Sohail Ekhail has a point. The 38-year-old marine engineer and sea captain is one of the pioneers of the aquaculture industry in Gaza. Coming from a scientific background, he speaks of the current advantages of aquaculture in the Strip.

"It is almost impossible for our fishermen to fish in the sea, so fish farms provide another source of salt water fish."

Compared to the late 1990s, before the Israeli-led siege choking Gaza since Hamas won an election in 2006, fishermen's catches are meager, falling from more than 3,500 tons to less than 500 tons a year. Fishermen, forced by Israeli gunfire to fish within less than three miles of the coastline, at the same time deplete future stocks of fish.

And, as Ekhail said, the fish caught are polluted, swimming in the sewage that is daily pumped into Gaza's sea for want of treatment facilities.

"Anyway Gaza is already importing frozen fish from Egypt via the tunnels," Ekhail points out. There is a growing need for edible fish.

His six pools contain hundreds of maturing fish, a process which takes around eight to ten months. "But with the power cuts, it's taking longer than ten months," he says.

Large, electricity-powered water wheels spin over the surface of each pool, oxygenating the salt water pumped from underground, and emptied twice a day into the sea.

Among three varieties of fish, the red and silver tilapia are the most popular and his cheapest, at 25 shekels ($8) per kilo. But this is a price the vast majority of people in Gaza cannot afford.

"We sell mainly to restaurants," he says, though some families with the means to do so buy from the farm.

'It was bulldozed, everything destroyed'

The Ekhail fish farm has problems other than the power outages.

"Customers buy frozen fish from Egypt instead of ours, because it's cheaper," he says. "And the pellets we feed the fish come from Israel. They are often delayed."

The greatest problem was the complete destruction of the Ekhail fish farm during Operation Cast Lead, the 2008-2009 Israeli attack on Gaza. "It was bulldozed, everything destroyed."

Rebuilt on its rented plot of land, the fish farm is just five minutes by car outside Gaza City. Sea waves crash 50 meters beyond the tent-shaded pools, the paradox of Gaza's off-limits sea audible and visible.

**PROBLEMS:**
• A. Using the Gaza fish farm article, decide whether each statement agrees with it: (i) Ekhail's fish normally take around eight to ten months to mature, but power cuts stretch that time. (ii) The pellets fed to the fish are brought in from Egypt. (iii) Sea waves crash 50 meters beyond the pools. Give yes or no for each, with the deciding words from the article.
• B. Answer these from the Gaza fish farm article:
(i) How far did fishermen's yearly catch fall compared with the late 1990s?
(ii) What is the price per kilo of the red and silver tilapia?
(iii) During which Israeli attack was the Ekhail fish farm destroyed?

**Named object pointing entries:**
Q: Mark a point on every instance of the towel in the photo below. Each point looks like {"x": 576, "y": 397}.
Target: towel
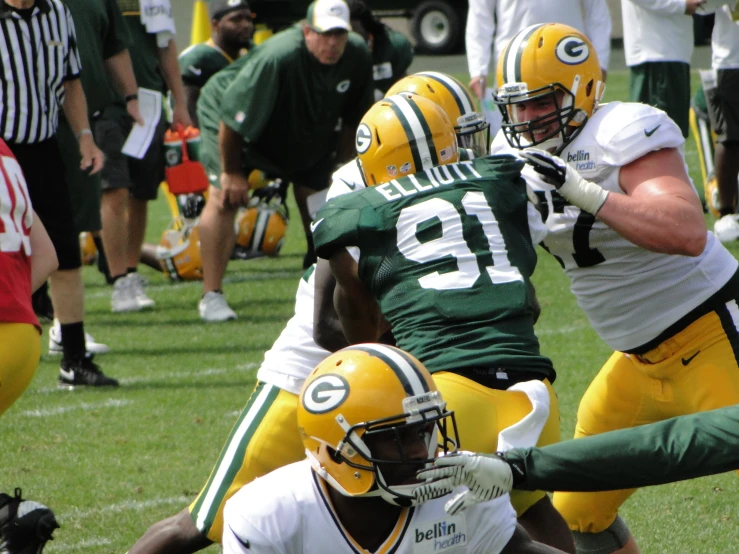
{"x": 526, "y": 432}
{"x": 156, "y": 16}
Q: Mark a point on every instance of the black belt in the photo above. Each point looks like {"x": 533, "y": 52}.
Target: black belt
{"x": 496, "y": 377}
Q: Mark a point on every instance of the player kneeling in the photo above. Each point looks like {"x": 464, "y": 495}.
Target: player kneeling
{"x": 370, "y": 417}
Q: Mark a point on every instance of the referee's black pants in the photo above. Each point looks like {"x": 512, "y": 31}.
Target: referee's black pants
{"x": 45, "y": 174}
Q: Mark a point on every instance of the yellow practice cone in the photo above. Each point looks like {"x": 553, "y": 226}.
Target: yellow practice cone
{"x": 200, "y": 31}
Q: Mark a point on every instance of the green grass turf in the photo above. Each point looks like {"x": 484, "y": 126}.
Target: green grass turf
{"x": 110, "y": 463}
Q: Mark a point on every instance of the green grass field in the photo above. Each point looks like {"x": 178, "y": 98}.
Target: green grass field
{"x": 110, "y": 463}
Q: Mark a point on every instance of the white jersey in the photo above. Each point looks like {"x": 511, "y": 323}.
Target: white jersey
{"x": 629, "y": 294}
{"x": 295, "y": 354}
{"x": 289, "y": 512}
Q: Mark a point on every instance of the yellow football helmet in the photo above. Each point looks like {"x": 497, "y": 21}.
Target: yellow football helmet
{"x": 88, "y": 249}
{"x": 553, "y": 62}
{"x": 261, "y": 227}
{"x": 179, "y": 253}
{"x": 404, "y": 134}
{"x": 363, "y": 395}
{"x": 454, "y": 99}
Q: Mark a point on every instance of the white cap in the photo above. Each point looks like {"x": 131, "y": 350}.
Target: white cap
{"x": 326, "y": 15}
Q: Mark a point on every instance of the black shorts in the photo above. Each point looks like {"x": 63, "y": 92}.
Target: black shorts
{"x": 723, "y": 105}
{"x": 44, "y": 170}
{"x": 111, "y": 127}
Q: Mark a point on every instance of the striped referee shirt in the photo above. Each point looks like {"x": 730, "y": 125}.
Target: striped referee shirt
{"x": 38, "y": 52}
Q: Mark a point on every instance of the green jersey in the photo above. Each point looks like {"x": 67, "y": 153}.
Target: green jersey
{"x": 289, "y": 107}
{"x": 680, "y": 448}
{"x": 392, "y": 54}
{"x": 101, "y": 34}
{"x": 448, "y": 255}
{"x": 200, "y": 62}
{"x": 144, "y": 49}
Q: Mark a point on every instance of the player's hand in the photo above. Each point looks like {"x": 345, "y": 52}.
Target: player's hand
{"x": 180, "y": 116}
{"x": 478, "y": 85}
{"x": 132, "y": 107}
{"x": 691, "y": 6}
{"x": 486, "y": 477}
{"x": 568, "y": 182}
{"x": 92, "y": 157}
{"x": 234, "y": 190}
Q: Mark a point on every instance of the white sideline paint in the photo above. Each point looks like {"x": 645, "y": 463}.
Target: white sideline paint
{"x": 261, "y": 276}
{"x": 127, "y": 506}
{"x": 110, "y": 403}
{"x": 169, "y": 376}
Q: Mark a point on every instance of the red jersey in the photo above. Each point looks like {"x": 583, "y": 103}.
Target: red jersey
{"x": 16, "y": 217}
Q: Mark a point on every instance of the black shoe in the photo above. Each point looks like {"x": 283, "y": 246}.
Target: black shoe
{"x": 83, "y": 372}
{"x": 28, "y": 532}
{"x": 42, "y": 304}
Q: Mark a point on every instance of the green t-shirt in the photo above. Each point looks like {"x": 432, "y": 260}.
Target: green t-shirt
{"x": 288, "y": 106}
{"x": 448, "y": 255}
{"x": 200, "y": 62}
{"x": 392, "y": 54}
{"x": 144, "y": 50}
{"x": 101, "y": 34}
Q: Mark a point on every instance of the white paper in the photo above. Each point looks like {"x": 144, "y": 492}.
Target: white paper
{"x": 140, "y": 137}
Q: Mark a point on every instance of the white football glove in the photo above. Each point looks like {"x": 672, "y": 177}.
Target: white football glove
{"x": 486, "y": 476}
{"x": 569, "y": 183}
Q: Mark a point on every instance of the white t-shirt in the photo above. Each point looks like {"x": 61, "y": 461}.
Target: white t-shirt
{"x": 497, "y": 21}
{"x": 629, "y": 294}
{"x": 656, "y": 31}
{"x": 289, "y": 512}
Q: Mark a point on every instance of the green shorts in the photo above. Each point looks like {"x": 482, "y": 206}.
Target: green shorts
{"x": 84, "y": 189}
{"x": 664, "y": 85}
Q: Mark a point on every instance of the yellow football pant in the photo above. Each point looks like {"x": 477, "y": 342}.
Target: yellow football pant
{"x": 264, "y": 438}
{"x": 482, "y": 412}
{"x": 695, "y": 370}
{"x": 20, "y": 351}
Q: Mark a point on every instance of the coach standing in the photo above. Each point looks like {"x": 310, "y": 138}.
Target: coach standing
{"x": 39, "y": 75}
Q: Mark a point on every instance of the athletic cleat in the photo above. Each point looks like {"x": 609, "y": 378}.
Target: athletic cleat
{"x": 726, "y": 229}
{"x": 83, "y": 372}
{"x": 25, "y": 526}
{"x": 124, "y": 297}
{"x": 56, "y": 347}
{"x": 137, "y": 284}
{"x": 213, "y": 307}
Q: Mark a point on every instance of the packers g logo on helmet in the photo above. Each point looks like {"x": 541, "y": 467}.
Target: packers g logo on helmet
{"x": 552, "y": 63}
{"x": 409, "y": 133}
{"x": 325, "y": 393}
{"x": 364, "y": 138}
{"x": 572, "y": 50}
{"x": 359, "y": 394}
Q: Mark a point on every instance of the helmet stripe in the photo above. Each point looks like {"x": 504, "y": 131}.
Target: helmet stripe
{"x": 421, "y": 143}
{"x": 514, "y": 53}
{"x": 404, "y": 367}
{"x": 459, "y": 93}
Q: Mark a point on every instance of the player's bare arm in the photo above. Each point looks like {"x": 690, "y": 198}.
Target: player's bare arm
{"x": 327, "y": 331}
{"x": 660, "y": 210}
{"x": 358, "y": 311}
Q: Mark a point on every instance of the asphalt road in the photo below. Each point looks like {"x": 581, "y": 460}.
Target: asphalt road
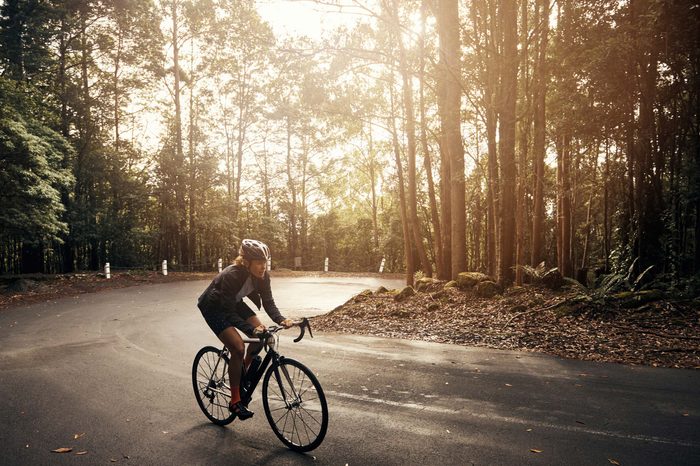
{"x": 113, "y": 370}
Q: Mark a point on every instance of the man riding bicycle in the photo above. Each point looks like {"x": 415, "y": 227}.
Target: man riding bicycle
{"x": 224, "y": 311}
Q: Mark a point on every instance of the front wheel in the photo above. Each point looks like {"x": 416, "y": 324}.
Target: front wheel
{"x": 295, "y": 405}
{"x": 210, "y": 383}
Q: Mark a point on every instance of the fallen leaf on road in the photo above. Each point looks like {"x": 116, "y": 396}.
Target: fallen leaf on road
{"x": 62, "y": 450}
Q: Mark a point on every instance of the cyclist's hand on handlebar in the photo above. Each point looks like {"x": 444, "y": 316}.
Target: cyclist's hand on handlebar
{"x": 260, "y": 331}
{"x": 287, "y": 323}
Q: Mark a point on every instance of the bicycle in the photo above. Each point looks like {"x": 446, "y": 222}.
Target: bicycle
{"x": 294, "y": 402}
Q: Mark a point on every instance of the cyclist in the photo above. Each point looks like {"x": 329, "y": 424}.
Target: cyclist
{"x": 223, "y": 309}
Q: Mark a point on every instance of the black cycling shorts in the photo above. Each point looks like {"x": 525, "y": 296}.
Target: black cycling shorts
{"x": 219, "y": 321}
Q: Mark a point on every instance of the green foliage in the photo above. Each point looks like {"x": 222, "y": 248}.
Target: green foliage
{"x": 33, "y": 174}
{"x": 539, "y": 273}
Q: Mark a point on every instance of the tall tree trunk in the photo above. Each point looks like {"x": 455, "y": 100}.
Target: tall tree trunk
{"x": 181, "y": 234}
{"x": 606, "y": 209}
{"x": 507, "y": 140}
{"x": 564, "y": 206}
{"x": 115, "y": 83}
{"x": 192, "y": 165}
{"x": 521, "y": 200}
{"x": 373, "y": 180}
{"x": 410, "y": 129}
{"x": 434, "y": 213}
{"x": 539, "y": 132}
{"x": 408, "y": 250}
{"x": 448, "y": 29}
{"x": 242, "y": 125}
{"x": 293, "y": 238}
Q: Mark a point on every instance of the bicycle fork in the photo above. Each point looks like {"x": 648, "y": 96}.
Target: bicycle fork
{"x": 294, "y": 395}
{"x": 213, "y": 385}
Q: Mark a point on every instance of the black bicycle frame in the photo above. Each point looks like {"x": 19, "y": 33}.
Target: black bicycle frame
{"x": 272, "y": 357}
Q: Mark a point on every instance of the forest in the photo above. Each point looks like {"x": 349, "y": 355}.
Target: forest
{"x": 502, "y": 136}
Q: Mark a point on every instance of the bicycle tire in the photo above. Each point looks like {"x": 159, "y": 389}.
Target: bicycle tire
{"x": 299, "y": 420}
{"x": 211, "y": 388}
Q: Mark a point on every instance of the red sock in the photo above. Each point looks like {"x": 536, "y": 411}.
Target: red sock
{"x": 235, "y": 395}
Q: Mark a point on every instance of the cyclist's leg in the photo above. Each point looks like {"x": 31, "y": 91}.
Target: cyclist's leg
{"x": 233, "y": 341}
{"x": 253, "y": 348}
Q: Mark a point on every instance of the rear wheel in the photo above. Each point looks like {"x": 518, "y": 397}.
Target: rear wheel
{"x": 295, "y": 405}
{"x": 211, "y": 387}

**SOLVED TASKS:**
• A.
(i) Yes: "a process which takes around eight to ten months. "But with the power cuts, it's taking longer than ten months,""
(ii) No: "And the pellets we feed the fish come from Israel."
(iii) Yes: "Sea waves crash 50 meters beyond the tent-shaded pools"

• B.
(i) From more than 3,500 tons to less than 500 tons a year.
(ii) 25 shekels ($8) per kilo.
(iii) Operation Cast Lead, the 2008-2009 Israeli attack on Gaza.